_Task requirements_:
Lines below starting with the line with "Query: person standing on platform" and going on through the line with "Every instance of the wooden" must be output exactly; the rest of the records must be left out.

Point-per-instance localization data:
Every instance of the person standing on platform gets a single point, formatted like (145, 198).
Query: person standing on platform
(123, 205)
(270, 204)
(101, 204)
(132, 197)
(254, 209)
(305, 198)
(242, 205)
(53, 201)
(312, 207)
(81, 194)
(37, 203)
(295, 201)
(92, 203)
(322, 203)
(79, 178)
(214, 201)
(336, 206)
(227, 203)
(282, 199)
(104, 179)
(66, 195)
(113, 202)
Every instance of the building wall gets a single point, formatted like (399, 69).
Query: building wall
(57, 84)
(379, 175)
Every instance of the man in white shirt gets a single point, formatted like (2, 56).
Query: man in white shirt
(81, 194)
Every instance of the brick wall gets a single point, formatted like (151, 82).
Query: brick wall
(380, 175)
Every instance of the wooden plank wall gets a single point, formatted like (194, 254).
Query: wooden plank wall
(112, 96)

---

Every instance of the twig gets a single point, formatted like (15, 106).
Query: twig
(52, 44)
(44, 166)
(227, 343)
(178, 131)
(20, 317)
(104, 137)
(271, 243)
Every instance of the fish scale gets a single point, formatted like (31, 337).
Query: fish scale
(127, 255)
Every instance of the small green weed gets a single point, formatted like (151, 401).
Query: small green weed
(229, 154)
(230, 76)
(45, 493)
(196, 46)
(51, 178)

_Answer section_:
Query: person standing on platform
(123, 205)
(270, 204)
(101, 204)
(132, 197)
(254, 209)
(305, 198)
(242, 205)
(53, 201)
(312, 207)
(81, 194)
(37, 203)
(295, 201)
(92, 203)
(322, 203)
(79, 178)
(214, 201)
(336, 206)
(227, 203)
(282, 199)
(104, 179)
(66, 195)
(113, 202)
Every instance of the building wall gets a single point, formatted like (399, 69).
Query: building wall
(57, 84)
(379, 175)
Every instance of the man in white shirt gets a single point, formatted like (2, 56).
Query: man in white shirt
(81, 194)
Every instance of the brick wall gets a single point, formatted like (151, 82).
Query: brick wall
(380, 175)
Every instance of the wooden plank wall gets a single point, formatted like (194, 254).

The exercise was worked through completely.